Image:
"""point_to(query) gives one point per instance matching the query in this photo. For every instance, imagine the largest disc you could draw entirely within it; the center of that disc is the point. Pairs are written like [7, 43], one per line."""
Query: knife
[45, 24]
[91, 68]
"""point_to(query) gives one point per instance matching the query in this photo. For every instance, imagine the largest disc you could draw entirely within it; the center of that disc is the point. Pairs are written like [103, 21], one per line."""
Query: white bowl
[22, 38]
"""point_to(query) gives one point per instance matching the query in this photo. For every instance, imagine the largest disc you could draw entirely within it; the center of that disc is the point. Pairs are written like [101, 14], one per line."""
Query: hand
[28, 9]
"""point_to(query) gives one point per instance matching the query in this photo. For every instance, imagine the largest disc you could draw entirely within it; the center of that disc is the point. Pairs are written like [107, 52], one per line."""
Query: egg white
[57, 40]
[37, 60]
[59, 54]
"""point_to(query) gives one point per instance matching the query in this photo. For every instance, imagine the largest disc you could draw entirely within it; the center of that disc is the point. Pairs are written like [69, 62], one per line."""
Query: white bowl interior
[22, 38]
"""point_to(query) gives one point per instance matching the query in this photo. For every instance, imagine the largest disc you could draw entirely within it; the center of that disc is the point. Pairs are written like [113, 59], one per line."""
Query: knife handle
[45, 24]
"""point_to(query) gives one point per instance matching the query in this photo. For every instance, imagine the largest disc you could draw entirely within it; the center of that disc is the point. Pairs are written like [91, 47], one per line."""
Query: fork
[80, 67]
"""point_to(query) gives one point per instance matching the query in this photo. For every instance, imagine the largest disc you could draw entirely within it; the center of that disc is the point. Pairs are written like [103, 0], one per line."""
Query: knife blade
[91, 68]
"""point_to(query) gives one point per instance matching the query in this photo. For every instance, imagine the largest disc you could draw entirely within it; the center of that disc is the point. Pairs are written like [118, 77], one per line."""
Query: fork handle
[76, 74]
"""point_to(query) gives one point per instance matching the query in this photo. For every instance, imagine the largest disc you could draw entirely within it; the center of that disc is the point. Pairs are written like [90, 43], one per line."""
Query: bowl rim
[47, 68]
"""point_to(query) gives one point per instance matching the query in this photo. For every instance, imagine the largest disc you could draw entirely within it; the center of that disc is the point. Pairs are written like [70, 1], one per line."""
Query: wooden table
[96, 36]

#####

Work task = Please reproduce all of the entries above exactly as they appear.

Output of the task =
Image:
"""point_to(query) gives one point per instance matching the query in this photo. For every instance, imagine the largest disc you could draw entirely within it; the center of that disc is the point. Pairs are written like [7, 43], one per line."""
Query: knife
[45, 24]
[91, 68]
"""point_to(query) gives one point per instance matching the query in this photo. For every instance, imagine the largest disc you could draw entirely within it; the center of that disc is the point. Pairs are written like [103, 21], one per line."""
Query: white bowl
[22, 38]
"""point_to(query) gives one point per instance matching the query in this photo. For every instance, imagine the largest disc you could draw entirely within it; the center of that disc is the point. Pairs are written like [101, 14], one per line."""
Query: hand
[28, 9]
"""point_to(query) gives one point per instance matching the query in this photo. For every instance, imagine the largest disc you could draw entirely within it; the center of that disc is the point. Pairs are written like [107, 52], one per line."""
Query: egg white
[57, 40]
[37, 60]
[59, 54]
"""point_to(query) gives one point per instance matching the query in this photo. For every instance, imagine the largest disc you could draw entirely within it; the center of that disc is the point. Pairs are written like [69, 62], one per line."""
Query: white bowl interior
[22, 38]
"""point_to(query) gives one point per instance matching the query in this photo. For every instance, imagine the largest disc you could draw entirely within it; the center of that disc is the point. Pairs are written like [113, 59], one per line."""
Query: knife handle
[45, 24]
"""point_to(query) gives one point per instance matching the query in this photo. For every instance, imagine the largest disc you could draw entirely within it; the center of that disc is the point. Pairs are written like [91, 47], one per line."""
Query: fork
[80, 67]
"""point_to(query) gives one point per instance matching the query in this photo. For every instance, imagine the largest disc you could draw entirely within it; the center of that disc is the point. Pairs are written like [103, 0], one per line."""
Query: knife blade
[91, 68]
"""point_to(query) gives one point per instance matching the query in this photo. For every instance, imagine the largest disc you could draw entirely within it; the center of that disc is the point. Pairs are written like [118, 77], one per line."""
Query: fork handle
[76, 74]
"""point_to(query) gives one point per instance matching the query in this photo. For every instance, imagine the largest disc you could draw entirely within it; the center of that disc is the point. Pairs are written like [90, 43], one per line."""
Query: bowl rim
[47, 68]
"""point_to(query) gives one point per instance matching the query in this photo. For every instance, imagine the largest disc you could draw entirely within it; the center of that disc is the point. Pairs are written like [70, 1], one per line."""
Query: wooden table
[96, 36]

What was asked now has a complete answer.